= EXERCISE AIM =
Of all the lines in the material, how many carry the string "blue"? Respond with the number by itself.

= DATA FOR THE TASK =
+---+

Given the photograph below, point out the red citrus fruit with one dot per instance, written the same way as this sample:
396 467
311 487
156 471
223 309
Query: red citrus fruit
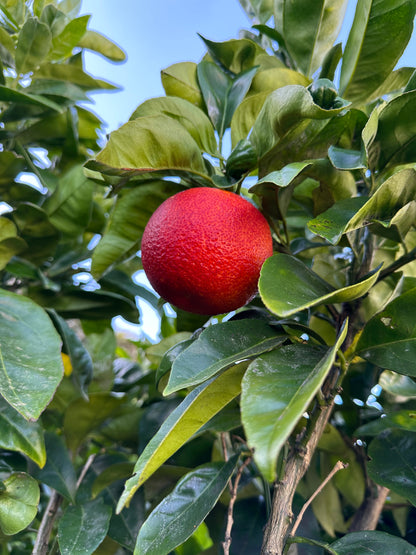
203 248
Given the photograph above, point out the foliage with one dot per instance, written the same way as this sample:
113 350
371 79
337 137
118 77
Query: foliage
127 439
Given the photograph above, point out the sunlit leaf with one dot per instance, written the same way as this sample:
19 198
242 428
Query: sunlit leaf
175 519
276 390
17 434
287 286
31 365
18 502
220 347
195 410
77 523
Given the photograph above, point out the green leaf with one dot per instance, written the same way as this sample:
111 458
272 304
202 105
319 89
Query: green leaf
97 42
393 462
175 519
219 347
77 523
18 503
127 222
397 384
363 543
164 144
90 415
34 43
190 116
221 93
285 109
183 422
69 38
10 243
393 138
276 390
82 367
235 55
181 80
309 29
17 434
402 419
58 472
367 59
287 286
69 207
31 365
389 338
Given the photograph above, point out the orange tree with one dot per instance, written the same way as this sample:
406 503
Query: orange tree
288 421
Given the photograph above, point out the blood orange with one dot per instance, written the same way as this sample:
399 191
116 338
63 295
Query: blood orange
203 248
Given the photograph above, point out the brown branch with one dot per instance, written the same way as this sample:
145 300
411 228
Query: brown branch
230 520
46 525
339 466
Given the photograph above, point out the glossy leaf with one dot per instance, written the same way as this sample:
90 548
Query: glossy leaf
128 220
219 347
287 286
91 40
183 422
181 80
18 503
362 543
58 472
393 139
175 519
393 462
389 338
90 415
397 384
77 523
222 94
31 365
69 207
164 145
309 29
367 61
192 118
276 390
34 42
17 434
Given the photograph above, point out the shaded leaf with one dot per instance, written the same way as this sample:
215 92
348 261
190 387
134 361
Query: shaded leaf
389 338
175 519
183 422
393 462
17 434
287 286
77 523
362 543
58 472
276 390
127 222
18 502
31 365
219 347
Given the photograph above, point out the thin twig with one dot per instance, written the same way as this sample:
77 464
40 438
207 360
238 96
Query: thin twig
230 520
339 466
85 469
46 525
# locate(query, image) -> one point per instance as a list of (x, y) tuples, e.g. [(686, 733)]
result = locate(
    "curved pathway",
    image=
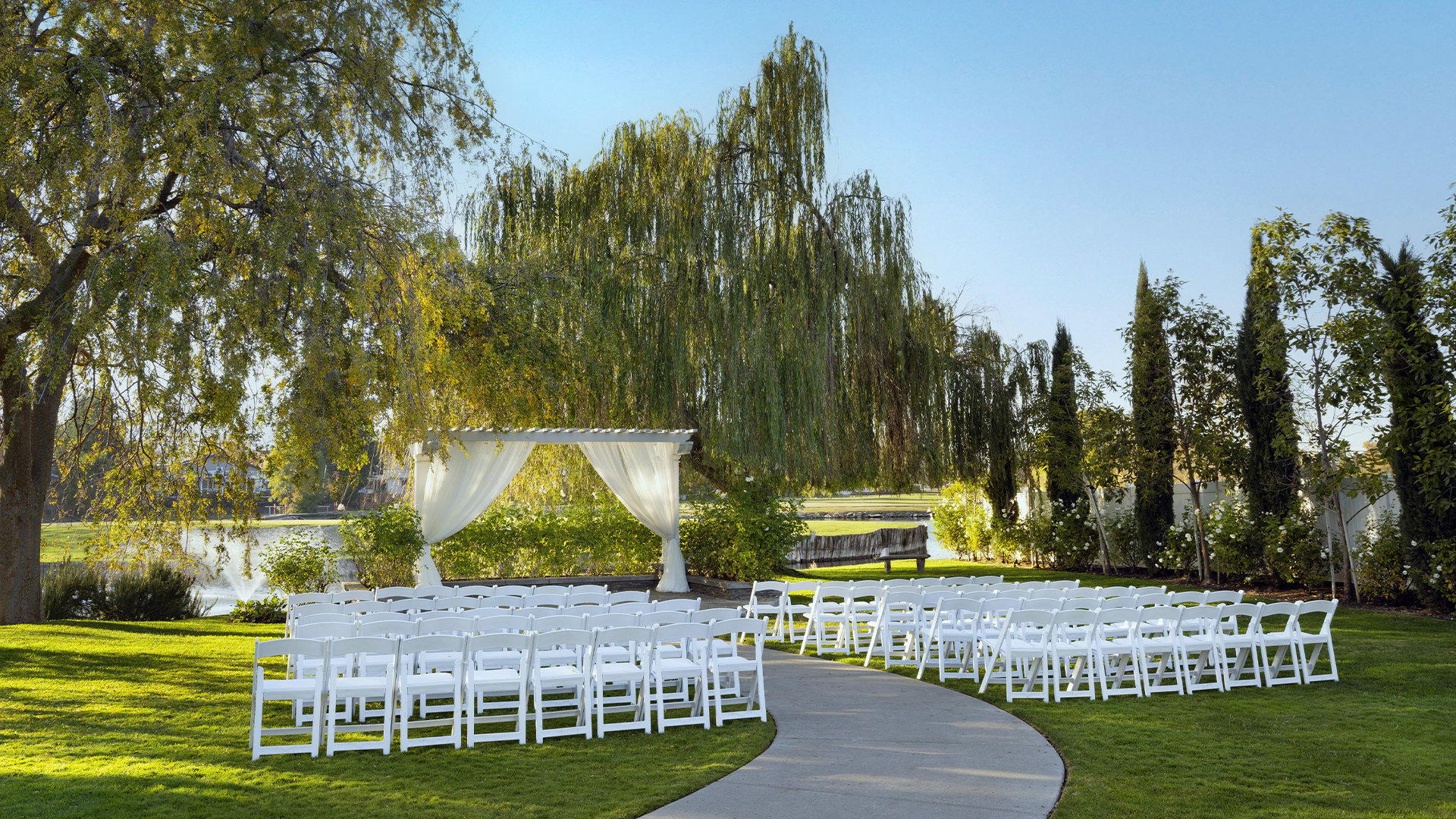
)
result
[(862, 742)]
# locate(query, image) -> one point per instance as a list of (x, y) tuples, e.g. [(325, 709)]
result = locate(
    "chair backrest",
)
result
[(324, 617), (411, 648), (324, 630), (394, 594), (1316, 615), (290, 648), (558, 623), (613, 620), (356, 648), (503, 623), (382, 617), (495, 642), (661, 618), (389, 629), (462, 626), (1222, 596), (579, 639), (708, 615), (306, 598)]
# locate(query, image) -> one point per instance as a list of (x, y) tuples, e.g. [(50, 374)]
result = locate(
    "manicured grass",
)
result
[(60, 541), (126, 719), (1378, 744), (856, 526), (910, 502)]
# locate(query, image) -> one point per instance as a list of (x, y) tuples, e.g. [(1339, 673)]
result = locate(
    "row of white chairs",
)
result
[(476, 607), (479, 591), (460, 682), (1068, 653)]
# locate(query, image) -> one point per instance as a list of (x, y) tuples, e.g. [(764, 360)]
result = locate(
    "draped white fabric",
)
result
[(449, 496), (644, 477)]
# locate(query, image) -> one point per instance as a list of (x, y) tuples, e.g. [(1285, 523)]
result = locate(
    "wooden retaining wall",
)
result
[(846, 550)]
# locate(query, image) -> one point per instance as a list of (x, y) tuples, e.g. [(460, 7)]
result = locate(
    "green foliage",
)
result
[(579, 539), (383, 545), (156, 591), (743, 535), (712, 276), (300, 561), (268, 610), (73, 589), (1063, 447), (1153, 435)]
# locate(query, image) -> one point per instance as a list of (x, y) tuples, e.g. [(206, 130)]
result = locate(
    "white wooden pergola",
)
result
[(459, 472)]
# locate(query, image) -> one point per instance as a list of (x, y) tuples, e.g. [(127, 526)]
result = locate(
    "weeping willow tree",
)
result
[(711, 276), (996, 400)]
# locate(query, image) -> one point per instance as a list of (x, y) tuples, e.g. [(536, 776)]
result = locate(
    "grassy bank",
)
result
[(1378, 744), (124, 719)]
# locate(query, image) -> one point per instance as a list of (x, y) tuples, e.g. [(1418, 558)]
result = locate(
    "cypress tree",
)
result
[(1063, 435), (1267, 406), (1421, 445), (1152, 422)]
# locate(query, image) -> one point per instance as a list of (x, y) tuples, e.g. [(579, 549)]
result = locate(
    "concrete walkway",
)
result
[(862, 742)]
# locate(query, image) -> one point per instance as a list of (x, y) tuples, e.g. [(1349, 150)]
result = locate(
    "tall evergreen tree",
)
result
[(1421, 442), (1267, 404), (1063, 433), (1153, 436)]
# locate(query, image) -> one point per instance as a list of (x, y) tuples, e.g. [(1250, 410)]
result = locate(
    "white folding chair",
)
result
[(1074, 664), (896, 632), (299, 692), (497, 691), (1238, 646), (561, 681), (1114, 651), (422, 681), (676, 662), (1155, 648), (1282, 637), (1312, 642), (372, 667), (1024, 651), (727, 662), (620, 675)]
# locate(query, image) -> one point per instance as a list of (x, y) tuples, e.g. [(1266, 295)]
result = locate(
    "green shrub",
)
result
[(268, 610), (580, 539), (383, 544), (73, 589), (300, 561), (745, 535), (155, 592)]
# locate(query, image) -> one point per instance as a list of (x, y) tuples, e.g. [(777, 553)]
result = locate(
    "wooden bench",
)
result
[(919, 558)]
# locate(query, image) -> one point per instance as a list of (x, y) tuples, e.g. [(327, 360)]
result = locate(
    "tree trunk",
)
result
[(28, 436)]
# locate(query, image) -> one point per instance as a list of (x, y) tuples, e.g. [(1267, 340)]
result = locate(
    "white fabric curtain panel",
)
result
[(452, 494), (644, 477)]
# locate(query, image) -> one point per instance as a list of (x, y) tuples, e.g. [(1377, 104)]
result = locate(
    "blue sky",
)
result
[(1044, 148)]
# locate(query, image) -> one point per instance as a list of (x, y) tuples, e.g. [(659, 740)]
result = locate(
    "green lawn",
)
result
[(1378, 744), (60, 541), (124, 719)]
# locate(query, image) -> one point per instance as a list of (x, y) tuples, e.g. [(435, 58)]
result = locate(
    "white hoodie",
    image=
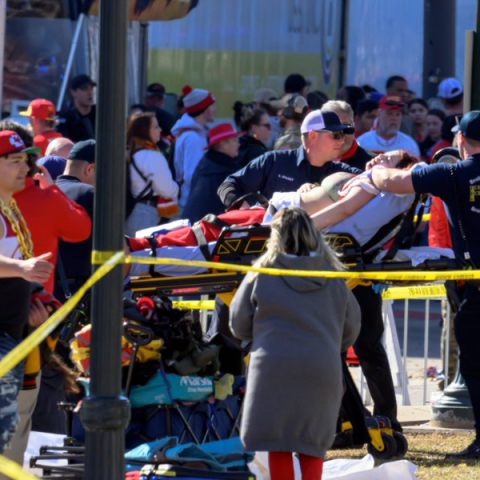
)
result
[(191, 139)]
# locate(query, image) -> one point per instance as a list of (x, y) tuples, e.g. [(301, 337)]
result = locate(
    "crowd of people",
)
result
[(183, 164)]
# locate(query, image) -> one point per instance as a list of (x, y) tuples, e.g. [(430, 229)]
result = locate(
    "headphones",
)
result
[(297, 107)]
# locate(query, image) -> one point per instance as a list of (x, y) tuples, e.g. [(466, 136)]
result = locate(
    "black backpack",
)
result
[(147, 192)]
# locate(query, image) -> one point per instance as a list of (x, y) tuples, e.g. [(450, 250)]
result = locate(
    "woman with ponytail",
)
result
[(151, 183), (297, 326)]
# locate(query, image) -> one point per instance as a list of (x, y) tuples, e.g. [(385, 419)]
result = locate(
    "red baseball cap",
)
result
[(10, 142), (393, 102), (41, 109), (220, 132)]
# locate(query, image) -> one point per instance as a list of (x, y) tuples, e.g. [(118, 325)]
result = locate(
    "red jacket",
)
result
[(438, 229), (51, 216)]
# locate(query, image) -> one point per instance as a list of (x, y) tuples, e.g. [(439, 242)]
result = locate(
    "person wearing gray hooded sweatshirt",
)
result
[(298, 327), (190, 134)]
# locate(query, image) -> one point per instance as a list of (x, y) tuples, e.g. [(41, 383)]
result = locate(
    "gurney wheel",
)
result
[(389, 451), (402, 443)]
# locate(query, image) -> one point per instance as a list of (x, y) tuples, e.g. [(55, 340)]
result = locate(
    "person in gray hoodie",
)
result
[(190, 134), (298, 326)]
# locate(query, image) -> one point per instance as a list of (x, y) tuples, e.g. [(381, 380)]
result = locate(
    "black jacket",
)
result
[(250, 148), (211, 171), (277, 171), (77, 127)]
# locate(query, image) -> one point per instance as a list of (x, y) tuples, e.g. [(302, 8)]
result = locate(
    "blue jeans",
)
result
[(10, 385)]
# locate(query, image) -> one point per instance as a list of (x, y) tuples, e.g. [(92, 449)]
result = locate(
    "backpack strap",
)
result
[(147, 192), (466, 253)]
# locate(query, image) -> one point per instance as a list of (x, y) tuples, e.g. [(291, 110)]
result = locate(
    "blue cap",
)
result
[(83, 151), (469, 125), (54, 164)]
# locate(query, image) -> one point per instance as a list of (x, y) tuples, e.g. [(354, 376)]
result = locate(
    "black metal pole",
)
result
[(438, 44), (454, 408), (475, 100), (105, 413)]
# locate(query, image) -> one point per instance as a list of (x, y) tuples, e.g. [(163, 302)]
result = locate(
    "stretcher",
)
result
[(240, 240)]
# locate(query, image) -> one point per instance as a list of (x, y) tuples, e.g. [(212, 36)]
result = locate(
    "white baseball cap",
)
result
[(325, 120)]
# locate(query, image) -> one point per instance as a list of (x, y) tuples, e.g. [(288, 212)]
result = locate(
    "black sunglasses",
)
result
[(333, 135)]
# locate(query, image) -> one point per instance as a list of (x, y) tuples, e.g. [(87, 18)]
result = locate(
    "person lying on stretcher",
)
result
[(349, 211), (347, 203)]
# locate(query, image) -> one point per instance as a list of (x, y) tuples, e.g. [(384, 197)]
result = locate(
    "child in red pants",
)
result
[(298, 325)]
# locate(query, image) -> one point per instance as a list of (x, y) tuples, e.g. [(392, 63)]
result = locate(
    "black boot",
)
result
[(472, 451)]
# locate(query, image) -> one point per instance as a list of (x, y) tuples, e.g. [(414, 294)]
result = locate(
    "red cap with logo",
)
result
[(10, 142), (41, 109), (222, 131), (393, 102)]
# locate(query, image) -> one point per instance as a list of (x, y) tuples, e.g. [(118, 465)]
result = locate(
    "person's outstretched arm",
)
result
[(331, 215)]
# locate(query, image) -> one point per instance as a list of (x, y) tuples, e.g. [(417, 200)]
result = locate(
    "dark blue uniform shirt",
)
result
[(437, 180), (277, 171)]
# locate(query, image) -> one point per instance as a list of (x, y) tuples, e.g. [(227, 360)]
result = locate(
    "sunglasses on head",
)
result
[(334, 135)]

+---+

= REPLY TO THE TASK =
4